### READING TEXT
────────────────────

Private equity long-term care homes have the highest mortality rate during COVID-19
The COVID-19 pandemic revealed that for-profit long-term care homes had worse patient outcomes than not-for-profit homes. A new study found that of those for-profit homes, long-term care homes (LTCs) owned by private equity firms and large chains have the highest mortality rates.
The study conducted by researchers at the University of Waterloo traced the growing dominance of financial firms in seniors housing, including LTCs and retirement living.
The study found that nursing homes with the highest profit margins have the lowest quality as financialized ownership and are even more aggressive in seeking to extract value from care homes and the people who live and work in them.
“This study is not focused on the public or non-profit seniors’ facilities across Canada, but rather, the pension funds, private-equity firms, public companies, and other instruments treating long-term care as an asset class,” said Martine August, a professor in Waterloo’s School of Planning and author of the study. “When financial firms own and operate seniors housing, they prioritize profit at the expense of other goals.
“These financial firms derive maximum value in three ways: cost-savings from cutting staff, reducing services, and using government grants to improve facilities thus raising property values for subsequent sale as real estate.”
August said financialization is the process by which real goods and services such as housing and senior assisted living are bundled and traded as investor products like bonds, shares and derivatives, differentiating them from sole proprietors.
August tracked LTC ownership data from 2003 to 2020. In that time, Canada’s top-10 financial firms doubled their holdings of LTCs since 2003. Currently, 33 per cent of seniors’ housing (including 22 per cent of LTCs and 42 per cent of retirement homes) is owned by financial firms. U.S. research offers an important caution, as private-equity ownership of US-based nursing homes was associated with a 10 per cent increase in short-term patient mortality—equivalent to the loss of 21,000 lives.
“Financial firms are in seniors’ housing for what they can take from it, not what they can contribute. This approach—and the prioritization of profits is what guides financial firms,” she said. “It’s at odds with the social and moral imperatives that underline the need to provide good homes, high-quality care and dignified environments for our elderly populations and the workers who care for them.”

────────────────────

### RECORD EXTRACTS
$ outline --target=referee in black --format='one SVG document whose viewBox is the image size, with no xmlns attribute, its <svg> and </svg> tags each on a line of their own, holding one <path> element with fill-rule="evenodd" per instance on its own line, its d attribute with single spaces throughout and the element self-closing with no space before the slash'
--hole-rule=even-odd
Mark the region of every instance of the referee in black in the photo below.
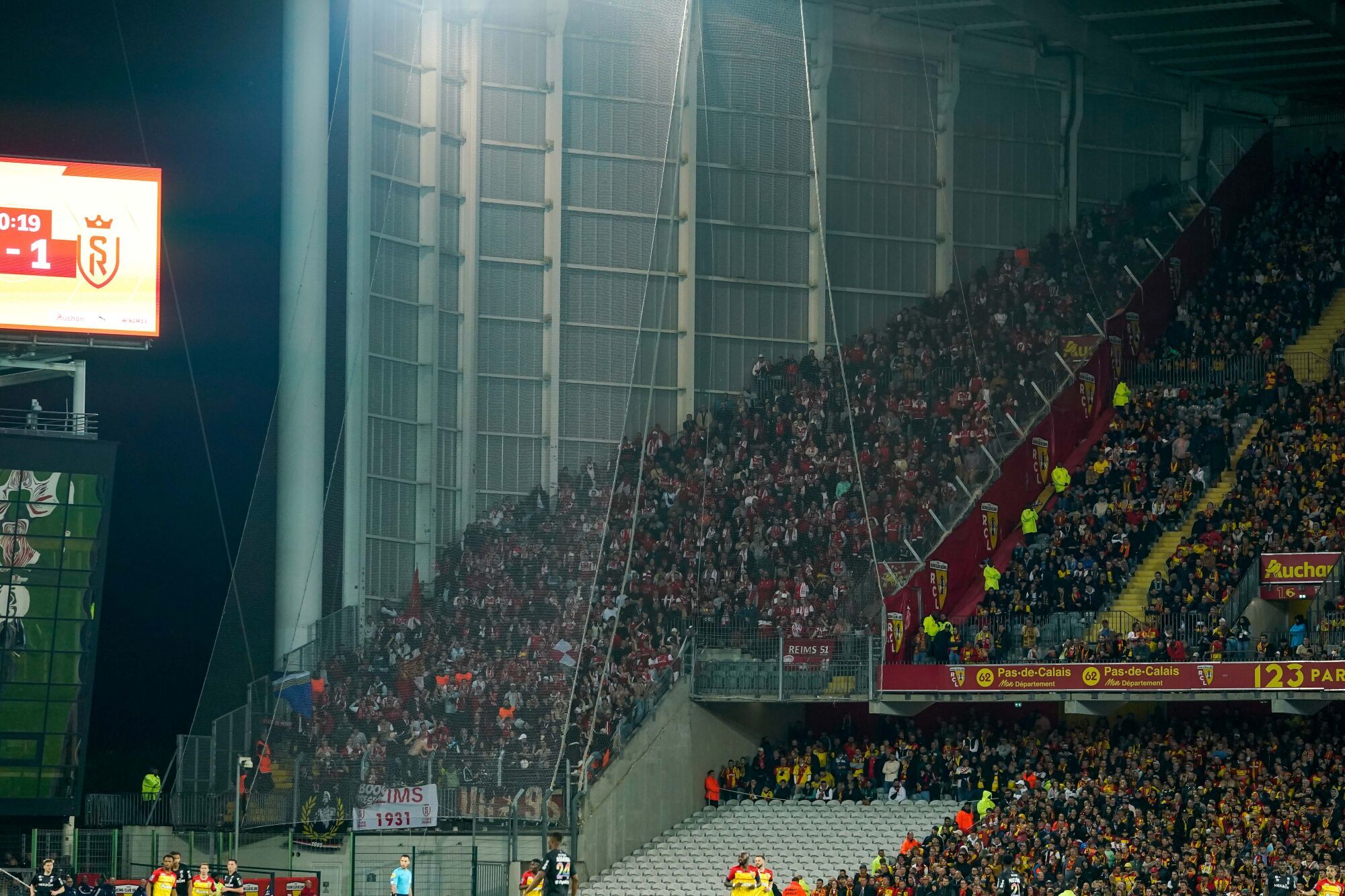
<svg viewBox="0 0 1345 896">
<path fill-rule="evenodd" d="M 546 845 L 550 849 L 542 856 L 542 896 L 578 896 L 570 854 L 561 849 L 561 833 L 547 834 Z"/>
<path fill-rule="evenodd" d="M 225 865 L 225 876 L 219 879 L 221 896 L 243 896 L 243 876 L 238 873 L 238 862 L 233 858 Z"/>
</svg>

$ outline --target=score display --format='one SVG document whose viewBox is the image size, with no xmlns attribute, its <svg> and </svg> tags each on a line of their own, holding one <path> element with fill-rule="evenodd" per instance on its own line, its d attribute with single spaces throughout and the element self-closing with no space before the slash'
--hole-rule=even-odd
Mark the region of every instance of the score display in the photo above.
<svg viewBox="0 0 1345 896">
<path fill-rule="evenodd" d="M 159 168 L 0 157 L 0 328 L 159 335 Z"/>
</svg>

────────────────────

### WORK TO COMPLETE
Reproduce the whole long-term care article word for word. Ignore the data entirely.

### YOUR RESPONSE
Private equity long-term care homes have the highest mortality rate during COVID-19
The COVID-19 pandemic revealed that for-profit long-term care homes had worse patient outcomes than not-for-profit homes. A new study found that of those for-profit homes, long-term care homes (LTCs) owned by private equity firms and large chains have the highest mortality rates.
The study conducted by researchers at the University of Waterloo traced the growing dominance of financial firms in seniors housing, including LTCs and retirement living.
The study found that nursing homes with the highest profit margins have the lowest quality as financialized ownership and are even more aggressive in seeking to extract value from care homes and the people who live and work in them.
“This study is not focused on the public or non-profit seniors’ facilities across Canada, but rather, the pension funds, private-equity firms, public companies, and other instruments treating long-term care as an asset class,” said Martine August, a professor in Waterloo’s School of Planning and author of the study. “When financial firms own and operate seniors housing, they prioritize profit at the expense of other goals.
“These financial firms derive maximum value in three ways: cost-savings from cutting staff, reducing services, and using government grants to improve facilities thus raising property values for subsequent sale as real estate.”
August said financialization is the process by which real goods and services such as housing and senior assisted living are bundled and traded as investor products like bonds, shares and derivatives, differentiating them from sole proprietors.
August tracked LTC ownership data from 2003 to 2020. In that time, Canada’s top-10 financial firms doubled their holdings of LTCs since 2003. Currently, 33 per cent of seniors’ housing (including 22 per cent of LTCs and 42 per cent of retirement homes) is owned by financial firms. U.S. research offers an important caution, as private-equity ownership of US-based nursing homes was associated with a 10 per cent increase in short-term patient mortality—equivalent to the loss of 21,000 lives.
“Financial firms are in seniors’ housing for what they can take from it, not what they can contribute. This approach—and the prioritization of profits is what guides financial firms,” she said. “It’s at odds with the social and moral imperatives that underline the need to provide good homes, high-quality care and dignified environments for our elderly populations and the workers who care for them.”